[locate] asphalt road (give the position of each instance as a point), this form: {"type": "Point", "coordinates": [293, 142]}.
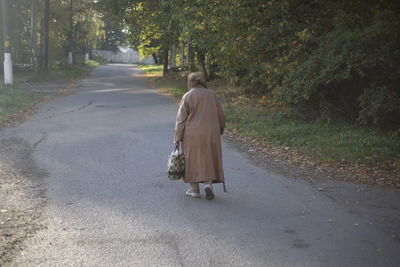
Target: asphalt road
{"type": "Point", "coordinates": [110, 202]}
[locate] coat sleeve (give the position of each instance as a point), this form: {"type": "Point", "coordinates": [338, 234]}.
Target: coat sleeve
{"type": "Point", "coordinates": [181, 118]}
{"type": "Point", "coordinates": [221, 116]}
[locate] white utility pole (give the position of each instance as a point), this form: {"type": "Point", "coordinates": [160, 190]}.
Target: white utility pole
{"type": "Point", "coordinates": [8, 71]}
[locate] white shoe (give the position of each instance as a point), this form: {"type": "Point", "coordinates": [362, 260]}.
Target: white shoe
{"type": "Point", "coordinates": [193, 193]}
{"type": "Point", "coordinates": [209, 192]}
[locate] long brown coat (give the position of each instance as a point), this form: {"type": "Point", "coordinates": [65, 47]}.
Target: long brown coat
{"type": "Point", "coordinates": [199, 124]}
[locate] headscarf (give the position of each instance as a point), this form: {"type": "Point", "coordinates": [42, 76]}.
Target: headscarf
{"type": "Point", "coordinates": [196, 79]}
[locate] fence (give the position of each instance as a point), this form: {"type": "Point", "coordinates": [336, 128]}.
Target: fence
{"type": "Point", "coordinates": [128, 57]}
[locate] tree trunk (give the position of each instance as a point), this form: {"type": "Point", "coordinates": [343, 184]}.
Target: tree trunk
{"type": "Point", "coordinates": [202, 58]}
{"type": "Point", "coordinates": [173, 52]}
{"type": "Point", "coordinates": [44, 40]}
{"type": "Point", "coordinates": [155, 58]}
{"type": "Point", "coordinates": [165, 69]}
{"type": "Point", "coordinates": [33, 40]}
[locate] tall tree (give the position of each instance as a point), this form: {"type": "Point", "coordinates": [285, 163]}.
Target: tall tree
{"type": "Point", "coordinates": [44, 37]}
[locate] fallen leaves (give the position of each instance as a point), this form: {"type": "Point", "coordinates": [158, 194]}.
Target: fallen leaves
{"type": "Point", "coordinates": [386, 174]}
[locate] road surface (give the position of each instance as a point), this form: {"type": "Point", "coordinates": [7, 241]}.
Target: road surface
{"type": "Point", "coordinates": [110, 203]}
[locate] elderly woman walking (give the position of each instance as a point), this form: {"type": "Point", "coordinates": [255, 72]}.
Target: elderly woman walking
{"type": "Point", "coordinates": [200, 122]}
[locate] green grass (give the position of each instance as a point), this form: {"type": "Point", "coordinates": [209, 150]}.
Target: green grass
{"type": "Point", "coordinates": [151, 69]}
{"type": "Point", "coordinates": [330, 143]}
{"type": "Point", "coordinates": [327, 142]}
{"type": "Point", "coordinates": [14, 100]}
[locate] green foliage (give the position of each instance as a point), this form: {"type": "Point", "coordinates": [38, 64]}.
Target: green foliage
{"type": "Point", "coordinates": [14, 100]}
{"type": "Point", "coordinates": [319, 140]}
{"type": "Point", "coordinates": [376, 103]}
{"type": "Point", "coordinates": [318, 56]}
{"type": "Point", "coordinates": [151, 69]}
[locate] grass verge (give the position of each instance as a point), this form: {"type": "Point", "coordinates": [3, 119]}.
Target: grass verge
{"type": "Point", "coordinates": [15, 100]}
{"type": "Point", "coordinates": [356, 149]}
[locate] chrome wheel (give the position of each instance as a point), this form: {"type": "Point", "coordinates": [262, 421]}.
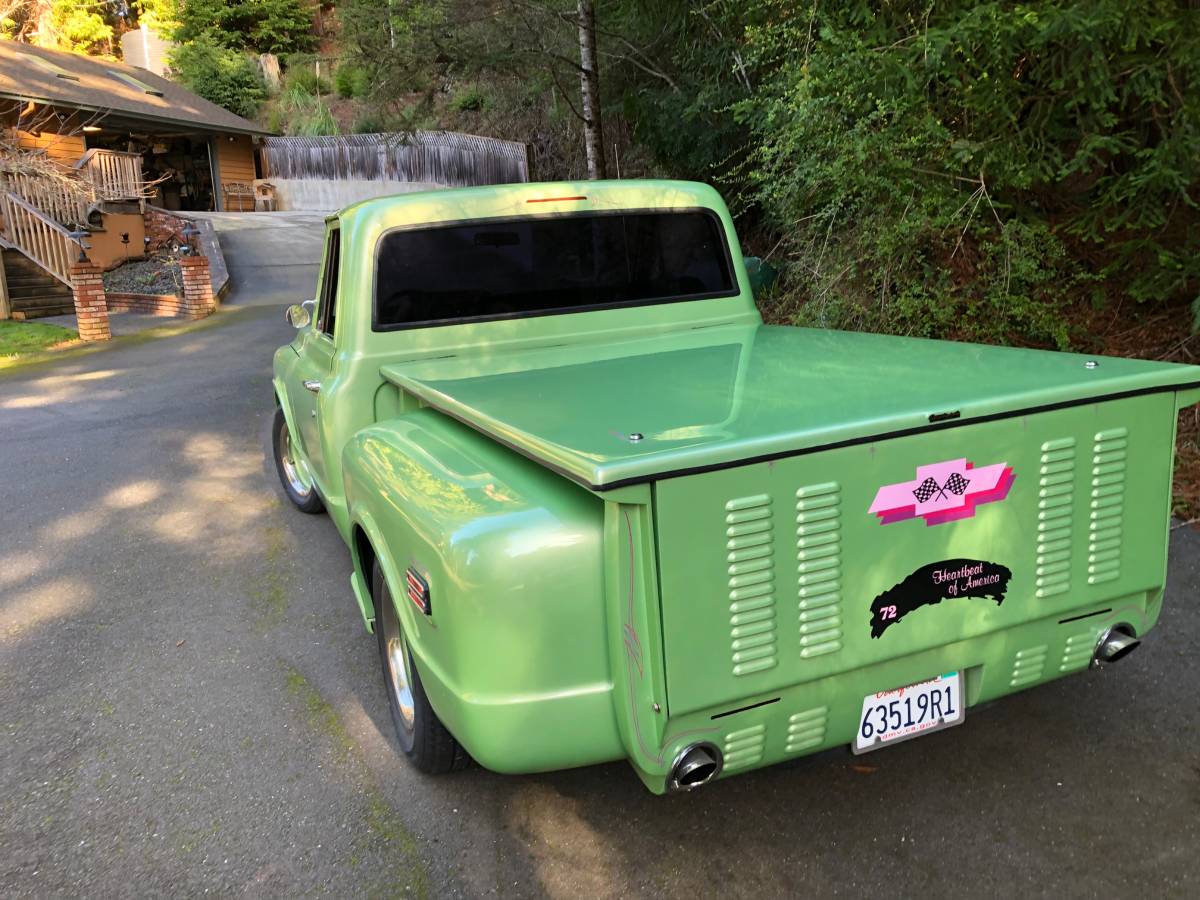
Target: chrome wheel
{"type": "Point", "coordinates": [399, 666]}
{"type": "Point", "coordinates": [292, 467]}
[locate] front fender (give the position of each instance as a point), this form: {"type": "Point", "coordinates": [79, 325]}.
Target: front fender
{"type": "Point", "coordinates": [514, 654]}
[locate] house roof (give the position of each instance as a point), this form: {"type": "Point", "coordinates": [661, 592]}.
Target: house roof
{"type": "Point", "coordinates": [126, 93]}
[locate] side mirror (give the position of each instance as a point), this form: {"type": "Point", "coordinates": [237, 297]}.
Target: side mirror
{"type": "Point", "coordinates": [300, 315]}
{"type": "Point", "coordinates": [762, 274]}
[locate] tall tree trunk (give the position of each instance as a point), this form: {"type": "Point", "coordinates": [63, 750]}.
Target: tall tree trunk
{"type": "Point", "coordinates": [589, 84]}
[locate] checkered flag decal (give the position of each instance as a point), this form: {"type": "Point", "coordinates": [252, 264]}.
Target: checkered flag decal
{"type": "Point", "coordinates": [957, 484]}
{"type": "Point", "coordinates": [925, 490]}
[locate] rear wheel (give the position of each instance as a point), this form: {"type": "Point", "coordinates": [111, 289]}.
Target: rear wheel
{"type": "Point", "coordinates": [294, 475]}
{"type": "Point", "coordinates": [421, 735]}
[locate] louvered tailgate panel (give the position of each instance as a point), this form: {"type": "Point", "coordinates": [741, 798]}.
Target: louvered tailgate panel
{"type": "Point", "coordinates": [781, 573]}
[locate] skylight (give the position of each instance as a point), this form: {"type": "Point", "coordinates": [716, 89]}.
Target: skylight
{"type": "Point", "coordinates": [135, 83]}
{"type": "Point", "coordinates": [52, 67]}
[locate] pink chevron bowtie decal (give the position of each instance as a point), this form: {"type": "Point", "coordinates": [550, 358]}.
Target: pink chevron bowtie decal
{"type": "Point", "coordinates": [943, 492]}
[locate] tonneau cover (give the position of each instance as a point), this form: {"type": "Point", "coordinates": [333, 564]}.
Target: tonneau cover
{"type": "Point", "coordinates": [610, 414]}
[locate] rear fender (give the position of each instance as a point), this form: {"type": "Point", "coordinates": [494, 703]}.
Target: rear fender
{"type": "Point", "coordinates": [515, 645]}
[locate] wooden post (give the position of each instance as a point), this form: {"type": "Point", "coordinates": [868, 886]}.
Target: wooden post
{"type": "Point", "coordinates": [5, 306]}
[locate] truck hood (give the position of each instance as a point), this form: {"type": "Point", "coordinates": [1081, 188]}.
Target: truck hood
{"type": "Point", "coordinates": [615, 413]}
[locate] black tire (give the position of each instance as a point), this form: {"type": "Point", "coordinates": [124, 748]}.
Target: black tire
{"type": "Point", "coordinates": [306, 501]}
{"type": "Point", "coordinates": [425, 741]}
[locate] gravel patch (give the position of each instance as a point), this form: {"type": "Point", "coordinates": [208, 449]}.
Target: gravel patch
{"type": "Point", "coordinates": [155, 275]}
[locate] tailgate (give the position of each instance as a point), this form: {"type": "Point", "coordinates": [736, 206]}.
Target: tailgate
{"type": "Point", "coordinates": [779, 573]}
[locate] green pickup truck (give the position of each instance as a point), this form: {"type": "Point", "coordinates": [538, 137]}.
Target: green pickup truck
{"type": "Point", "coordinates": [598, 510]}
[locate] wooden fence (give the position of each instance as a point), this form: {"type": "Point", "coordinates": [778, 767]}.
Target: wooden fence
{"type": "Point", "coordinates": [426, 156]}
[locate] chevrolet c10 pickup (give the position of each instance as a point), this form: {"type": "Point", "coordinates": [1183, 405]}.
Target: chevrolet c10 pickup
{"type": "Point", "coordinates": [598, 510]}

---+---

▸ WORK TO COMPLETE
Repeat every row above word for word, and leave the pictures out of your answer.

▸ SOLUTION TO THIS TASK
[locate] asphalt road (give the position of each instance as a point), this form: {"type": "Point", "coordinates": [293, 142]}.
Target: asphalt road
{"type": "Point", "coordinates": [110, 202]}
[locate] coat sleeve (give the position of each instance as a point), this form: {"type": "Point", "coordinates": [338, 234]}.
Target: coat sleeve
{"type": "Point", "coordinates": [181, 118]}
{"type": "Point", "coordinates": [221, 116]}
[locate] white utility pole (give the position of each instance as a point), this form: {"type": "Point", "coordinates": [160, 190]}.
Target: white utility pole
{"type": "Point", "coordinates": [8, 71]}
[locate] white shoe (give the position of each instance as a point), this form: {"type": "Point", "coordinates": [362, 260]}.
Target: white shoe
{"type": "Point", "coordinates": [193, 193]}
{"type": "Point", "coordinates": [209, 192]}
[locate] long brown coat (give the position of each instance as a point), this form: {"type": "Point", "coordinates": [65, 47]}.
Target: long brown coat
{"type": "Point", "coordinates": [199, 124]}
[locate] headscarf (give the position of each instance as a point), this form: {"type": "Point", "coordinates": [42, 76]}.
Target: headscarf
{"type": "Point", "coordinates": [196, 79]}
[locate] fence (give the position of each instance as a point), this form: {"type": "Point", "coordinates": [336, 128]}.
Target: fence
{"type": "Point", "coordinates": [128, 57]}
[locate] tree trunk (give the position of each instance as a point), this form: {"type": "Point", "coordinates": [343, 184]}.
Target: tree trunk
{"type": "Point", "coordinates": [202, 58]}
{"type": "Point", "coordinates": [173, 52]}
{"type": "Point", "coordinates": [44, 40]}
{"type": "Point", "coordinates": [155, 58]}
{"type": "Point", "coordinates": [165, 69]}
{"type": "Point", "coordinates": [33, 40]}
[locate] tall tree (give the position of each instance as a point), this form: {"type": "Point", "coordinates": [285, 163]}.
Target: tall tree
{"type": "Point", "coordinates": [44, 37]}
[locate] fallen leaves (give the position of each instance as a point), this form: {"type": "Point", "coordinates": [158, 194]}.
Target: fallen leaves
{"type": "Point", "coordinates": [386, 174]}
[locate] road surface (give the position of each instance as a point), this form: {"type": "Point", "coordinates": [7, 241]}.
Target: road surface
{"type": "Point", "coordinates": [110, 203]}
[locate] elderly woman walking (give the position of each instance as a point), this form: {"type": "Point", "coordinates": [255, 72]}.
Target: elderly woman walking
{"type": "Point", "coordinates": [200, 122]}
[locate] green grass (give the position of each instance as a point), this form: {"type": "Point", "coordinates": [209, 150]}.
Target: green grass
{"type": "Point", "coordinates": [151, 69]}
{"type": "Point", "coordinates": [330, 143]}
{"type": "Point", "coordinates": [327, 142]}
{"type": "Point", "coordinates": [14, 100]}
[locate] green foliage (give the position of each instance as a point), this form: {"type": "Point", "coordinates": [38, 64]}.
Target: green foliage
{"type": "Point", "coordinates": [14, 100]}
{"type": "Point", "coordinates": [319, 140]}
{"type": "Point", "coordinates": [376, 103]}
{"type": "Point", "coordinates": [318, 56]}
{"type": "Point", "coordinates": [151, 69]}
[locate] grass verge (give the position of each instance as a point), this form: {"type": "Point", "coordinates": [3, 119]}.
Target: grass verge
{"type": "Point", "coordinates": [15, 100]}
{"type": "Point", "coordinates": [356, 149]}
[locate] chrome wheel (give the position of each instance as a point), this form: {"type": "Point", "coordinates": [262, 421]}.
Target: chrome wheel
{"type": "Point", "coordinates": [399, 666]}
{"type": "Point", "coordinates": [292, 467]}
[locate] front fender (give the position of each instance as a point), this form: {"type": "Point", "coordinates": [79, 325]}.
Target: front fender
{"type": "Point", "coordinates": [514, 654]}
[locate] house roof (give the position of each instance as a point), this form: {"type": "Point", "coordinates": [661, 592]}.
Target: house roof
{"type": "Point", "coordinates": [126, 93]}
[locate] side mirror (give the position of each instance as a point), this form: {"type": "Point", "coordinates": [237, 297]}.
Target: side mirror
{"type": "Point", "coordinates": [300, 315]}
{"type": "Point", "coordinates": [762, 274]}
[locate] tall tree trunk (give the position of each instance as a point), this form: {"type": "Point", "coordinates": [63, 750]}.
Target: tall tree trunk
{"type": "Point", "coordinates": [589, 84]}
[locate] checkered flag decal (give the position of each instance as a point), this form: {"type": "Point", "coordinates": [252, 264]}.
Target: checkered flag decal
{"type": "Point", "coordinates": [957, 484]}
{"type": "Point", "coordinates": [925, 490]}
[locate] rear wheel (give the position of each instance as a point), this form: {"type": "Point", "coordinates": [111, 289]}.
Target: rear wheel
{"type": "Point", "coordinates": [294, 475]}
{"type": "Point", "coordinates": [421, 735]}
[locate] louvered tailgate panel (give the position of each instance as a point), this form: {"type": "Point", "coordinates": [741, 798]}.
Target: louvered tailgate panel
{"type": "Point", "coordinates": [781, 573]}
[locate] skylight (give the position of each instance as a point), this form: {"type": "Point", "coordinates": [716, 89]}.
Target: skylight
{"type": "Point", "coordinates": [135, 83]}
{"type": "Point", "coordinates": [52, 67]}
[locate] pink chevron bowtie decal (give the position of each instance as a point), this form: {"type": "Point", "coordinates": [550, 358]}.
Target: pink chevron bowtie decal
{"type": "Point", "coordinates": [943, 492]}
[locate] tonneau cover (give the position of each instance as a point), this form: {"type": "Point", "coordinates": [333, 564]}.
Target: tonneau cover
{"type": "Point", "coordinates": [610, 414]}
[locate] rear fender (give the position of each instance as a point), this form: {"type": "Point", "coordinates": [494, 703]}.
Target: rear fender
{"type": "Point", "coordinates": [515, 645]}
[locate] wooden post (give the position of each instance as a point), this form: {"type": "Point", "coordinates": [868, 886]}.
Target: wooden post
{"type": "Point", "coordinates": [5, 306]}
[locate] truck hood (give the position of each instance as a point), this form: {"type": "Point", "coordinates": [1081, 188]}.
Target: truck hood
{"type": "Point", "coordinates": [615, 413]}
[locate] black tire (give the position of each instance as a point), this form: {"type": "Point", "coordinates": [124, 748]}.
Target: black tire
{"type": "Point", "coordinates": [306, 501]}
{"type": "Point", "coordinates": [425, 741]}
[locate] gravel patch (give the position of each instance as a point), this form: {"type": "Point", "coordinates": [208, 449]}.
Target: gravel patch
{"type": "Point", "coordinates": [155, 275]}
[locate] tailgate (give the position of each instance as a point), this form: {"type": "Point", "coordinates": [736, 206]}.
Target: tailgate
{"type": "Point", "coordinates": [779, 573]}
[locate] green pickup truck (give the position of each instance as a point), this form: {"type": "Point", "coordinates": [538, 137]}.
Target: green pickup truck
{"type": "Point", "coordinates": [598, 510]}
[locate] wooden fence (give the position of each instance as a point), this form: {"type": "Point", "coordinates": [778, 767]}.
Target: wooden fence
{"type": "Point", "coordinates": [426, 156]}
[locate] chevrolet c10 pickup (give the position of each instance as a point), this form: {"type": "Point", "coordinates": [1183, 405]}.
Target: chevrolet c10 pickup
{"type": "Point", "coordinates": [598, 510]}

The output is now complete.